Wills and Trusts Flashcards
Apply intestacy rules when…
- No will;
- Will fails (denied probate);
- Will does not dispose of all probate property (i.e., undisposed-of property is subject
to intestacy rules); or - Will specifies intestate distribution
Intestate: surviving spouse’s share, if descendants also survive…
In most states, the spouse takes one-third or one-half of the estate
UPC– surviving spouse takes the entire estate if the decedent is survived by descendants, all of whom are descendants of the surviving spouse, and the surviving spouse has no other surviving descendant.
UPC—surviving spouse takes entire estate if all surviving descendants are surviving
spouse’s descendants
Intestate: surviving spouse’s share, if no descendants survive…
Generally, the surviving spouse takes the entire estate
Intestate: Who’s next, if no descendants survive…
a. To parents
b. If no parents, to descendants of parents
c. If no descendants of parents, to grandparents or their descendants
d. If no grandparents or their descendants, divided into maternal and paternal
shares and pass to nearest kin (watch for laughing heir statute)
e. If no relative capable of taking, the estate passes to the state (escheat)
Per stirpes
a. Minority view, oldest
b. Divide at the first generation
c. Create one share for each surviving child and one share for each predeceased child who left living descendants
d. Give each surviving child one share
Per capita with representation
a. Majority rule
b. Divide at the first generation with surviving members
c. Each living person at that level takes a share
d. Share of deceased person at that level passes to issue
Per capita at each generation level
a. Used by growing number of states and UPC
b. Divide estate into shares at first generation with survivors
c. Pool shares of lower generation so each person of lower generation gets an equal share
Stepchildren and foster children
no inheritance rights unless adopted, but may be
exception for adoption by estoppel
Posthumous children
child in gestation at decedent’s death inherits as if born in
decedent’s lifetime
Nonmarital children can adopt from father if
a. Father and mother married after child’s birth,
b. The man is adjudicated the father in a paternity suit, or
c. After the man’s death, he is proved to be the father of the child
Disinheritance clause
- Majority—ineffective if partial intestacy
- Minority and UPC—given full effect; heir treated as though he had disclaimed his
intestate share
Disclaiming an interest
o Most states: must be written, signed by disclaimant, acknowledged before a notary, and filed with the appropriate court within nine months of death
o To be effective for federal tax purposes, the disclaimer must be in writing, irrevocable, and filed within nine months of the decedent’s death or the beneficiary’s 21st birthday.

[Boundary annotation items]
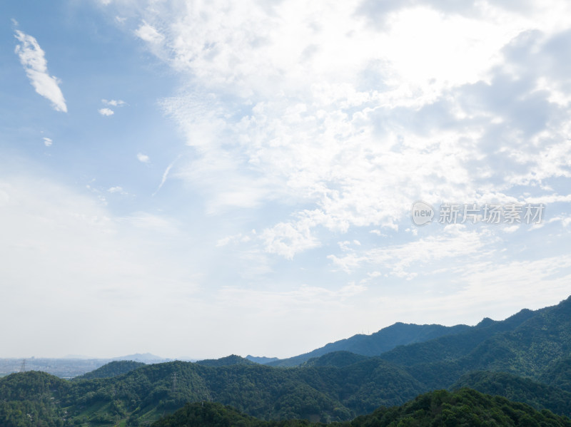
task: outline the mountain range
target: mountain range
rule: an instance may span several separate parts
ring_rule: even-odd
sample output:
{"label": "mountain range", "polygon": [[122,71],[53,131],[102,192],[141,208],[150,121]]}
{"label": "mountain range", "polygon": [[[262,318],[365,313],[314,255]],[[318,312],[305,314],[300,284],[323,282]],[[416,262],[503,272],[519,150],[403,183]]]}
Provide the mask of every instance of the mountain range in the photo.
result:
{"label": "mountain range", "polygon": [[[522,310],[503,321],[485,319],[474,326],[451,328],[395,324],[371,336],[328,345],[297,356],[293,366],[289,365],[294,358],[261,364],[268,361],[232,355],[196,363],[114,362],[74,381],[36,371],[14,374],[0,379],[0,425],[40,425],[28,422],[31,419],[49,426],[137,426],[189,402],[230,405],[260,422],[300,418],[343,423],[371,413],[395,421],[379,407],[400,406],[406,414],[407,402],[438,389],[457,391],[453,396],[470,390],[458,401],[511,408],[503,415],[495,413],[498,420],[522,407],[470,393],[502,396],[549,419],[555,416],[547,416],[552,412],[571,416],[571,297],[556,306]],[[319,355],[325,348],[335,351]],[[374,354],[374,349],[388,350]],[[450,398],[447,405],[455,408],[456,399]],[[19,418],[22,413],[30,416]],[[522,423],[529,421],[527,416],[540,417],[526,413],[514,416],[512,421],[520,423],[513,425],[536,425]],[[403,425],[423,425],[429,418],[426,415]]]}

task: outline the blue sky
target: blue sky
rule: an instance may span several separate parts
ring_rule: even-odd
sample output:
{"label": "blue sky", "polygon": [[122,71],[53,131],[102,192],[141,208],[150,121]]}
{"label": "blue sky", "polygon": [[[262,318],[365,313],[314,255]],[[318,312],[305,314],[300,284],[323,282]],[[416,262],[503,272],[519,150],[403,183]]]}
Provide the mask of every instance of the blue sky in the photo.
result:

> _Direction_
Transcribe the passage of the wills and trusts flashcards starting at "Wills and Trusts" and ending at "other surviving descendant.". The items are material separate from the wills and trusts flashcards.

> _Reply_
Wills and Trusts Flashcards
Apply intestacy rules when…
- No will;
- Will fails (denied probate);
- Will does not dispose of all probate property (i.e., undisposed-of property is subject
to intestacy rules); or - Will specifies intestate distribution
Intestate: surviving spouse’s share, if descendants also survive…
In most states, the spouse takes one-third or one-half of the estate
UPC– surviving spouse takes the entire estate if the decedent is survived by descendants, all of whom are descendants of the surviving spouse, and the surviving spouse has no other surviving descendant.